With one of the wettest Julys on record, paired with lots of heat and humidity, it might just be the summer of the mosquito.
"The current weather pattern is really setting us up for a very exceptionally active mosquito season," Philip Armstrong, director of the Mosquito Monitoring Program at the Connecticut Agricultural Experiment Station, said.
The program has traps in 108 locations statewide that they check each week.
"The mosquitoes are attracted to that water source and then are sucked up by a fan into the collection net up above," Armstrong said.
The mosquito experts will have a lot more subjects to test this year. All the standing water that's out there right now in rain gutters, flower pots, toys, tires and everything else is where mosquitoes multiply.
"Perfect storm, perfect conditions for increased mosquito numbers and biting activity," Armstrong said.
"They take about two weeks to reach adulthood. So, we expect those numbers to really increase substantially in the weeks ahead."
Right now is typically when we hit peak mosquito season, but the rain extended that peak, which means the situation will get worse. With a prolonged peak, we should expect more mosquito bites, which could mean a higher chance of mosquito-borne illness.
"We are detecting West Nile Virus, so we are detecting it. We had a couple positive mosquito samples; one in Milford, one in South Windsor and we'll continue to monitor the situation to see if the virus continues to build. We expect West Nile Virus to reoccur like we see it every summer. And, really the time of peak risk is in the weeks ahead. So, starting about now all the way into September is when most human cases occur," Armstrong said.
The experts say to check the screens on your house, dump that standing water in your yard and to wear repellent when you're outside. You also may want to wear long sleeves and long pants to minimize mosquito bites.

+---+

▶ _Required tasks_:
1. Answer these questions from the mosquito article:
(a) In how many locations does the monitoring program have traps?
(b) About how long do mosquitoes take to reach adulthood?
(c) In which two places were positive West Nile Virus mosquito samples found?
2. Repeat the words of the mosquito article between "The mosquito experts" and "of mosquito-borne illness.", inclusive.
The items are separate material and have no connection to the mosquito article.

+---+

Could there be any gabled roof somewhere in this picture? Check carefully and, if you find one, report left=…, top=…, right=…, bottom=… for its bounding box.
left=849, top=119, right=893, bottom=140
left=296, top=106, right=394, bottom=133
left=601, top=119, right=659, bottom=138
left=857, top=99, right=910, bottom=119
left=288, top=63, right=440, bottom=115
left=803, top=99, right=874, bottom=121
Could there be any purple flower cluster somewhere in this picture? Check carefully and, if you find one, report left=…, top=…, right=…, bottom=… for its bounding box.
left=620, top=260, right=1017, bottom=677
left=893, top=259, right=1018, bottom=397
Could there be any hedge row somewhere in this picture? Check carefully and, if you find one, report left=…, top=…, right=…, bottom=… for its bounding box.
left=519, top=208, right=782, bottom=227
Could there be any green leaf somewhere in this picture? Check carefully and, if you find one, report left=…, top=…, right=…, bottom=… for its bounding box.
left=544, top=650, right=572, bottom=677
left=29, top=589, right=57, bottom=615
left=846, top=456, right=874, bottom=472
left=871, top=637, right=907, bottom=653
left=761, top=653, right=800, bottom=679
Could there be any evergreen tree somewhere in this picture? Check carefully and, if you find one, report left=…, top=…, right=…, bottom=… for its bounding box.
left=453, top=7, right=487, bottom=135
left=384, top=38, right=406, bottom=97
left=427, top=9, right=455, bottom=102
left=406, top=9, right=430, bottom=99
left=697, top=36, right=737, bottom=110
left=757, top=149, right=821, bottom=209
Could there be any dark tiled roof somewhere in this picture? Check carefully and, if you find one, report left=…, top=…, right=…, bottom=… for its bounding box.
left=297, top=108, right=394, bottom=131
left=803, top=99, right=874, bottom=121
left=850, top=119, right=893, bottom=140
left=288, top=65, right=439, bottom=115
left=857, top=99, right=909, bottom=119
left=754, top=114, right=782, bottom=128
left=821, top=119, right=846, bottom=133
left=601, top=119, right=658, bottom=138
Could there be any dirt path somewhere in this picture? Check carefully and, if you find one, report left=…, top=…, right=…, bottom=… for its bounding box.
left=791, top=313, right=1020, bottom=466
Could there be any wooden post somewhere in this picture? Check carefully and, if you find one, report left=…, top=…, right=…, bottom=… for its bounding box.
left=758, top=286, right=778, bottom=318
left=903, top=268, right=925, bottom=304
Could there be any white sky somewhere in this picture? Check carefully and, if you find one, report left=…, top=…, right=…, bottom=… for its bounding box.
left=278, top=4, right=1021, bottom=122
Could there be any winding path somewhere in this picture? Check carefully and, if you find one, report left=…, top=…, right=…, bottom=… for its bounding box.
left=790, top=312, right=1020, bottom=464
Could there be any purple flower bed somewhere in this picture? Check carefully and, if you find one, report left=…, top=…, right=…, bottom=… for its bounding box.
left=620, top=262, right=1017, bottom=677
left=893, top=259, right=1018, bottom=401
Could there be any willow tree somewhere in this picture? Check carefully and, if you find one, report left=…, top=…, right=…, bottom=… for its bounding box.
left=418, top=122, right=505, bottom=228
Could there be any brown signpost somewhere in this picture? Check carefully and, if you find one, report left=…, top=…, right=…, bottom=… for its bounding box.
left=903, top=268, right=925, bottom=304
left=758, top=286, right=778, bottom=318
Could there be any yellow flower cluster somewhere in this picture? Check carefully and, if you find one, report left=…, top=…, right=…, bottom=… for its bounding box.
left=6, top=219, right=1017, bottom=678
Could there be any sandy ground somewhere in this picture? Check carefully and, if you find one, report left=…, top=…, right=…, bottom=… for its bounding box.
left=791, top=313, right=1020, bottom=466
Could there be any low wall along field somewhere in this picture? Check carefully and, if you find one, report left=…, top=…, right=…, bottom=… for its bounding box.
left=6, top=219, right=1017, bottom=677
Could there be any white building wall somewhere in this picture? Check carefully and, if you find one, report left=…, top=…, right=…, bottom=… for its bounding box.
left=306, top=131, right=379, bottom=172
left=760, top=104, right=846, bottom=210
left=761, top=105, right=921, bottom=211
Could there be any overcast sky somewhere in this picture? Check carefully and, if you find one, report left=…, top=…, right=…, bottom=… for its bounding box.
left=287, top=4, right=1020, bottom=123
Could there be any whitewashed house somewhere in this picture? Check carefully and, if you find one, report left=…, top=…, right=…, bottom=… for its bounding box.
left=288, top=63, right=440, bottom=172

+---+

▶ _List of solutions_:
1.
(a) 108 locations statewide
(b) About two weeks
(c) Milford and South Windsor

2.
The mosquito experts will have a lot more subjects to test this year. All the standing water that's out there right now in rain gutters, flower pots, toys, tires and everything else is where mosquitoes multiply.
"Perfect storm, perfect conditions for increased mosquito numbers and biting activity," Armstrong said.
"They take about two weeks to reach adulthood. So, we expect those numbers to really increase substantially in the weeks ahead."
Right now is typically when we hit peak mosquito season, but the rain extended that peak, which means the situation will get worse. With a prolonged peak, we should expect more mosquito bites, which could mean a higher chance of mosquito-borne illness.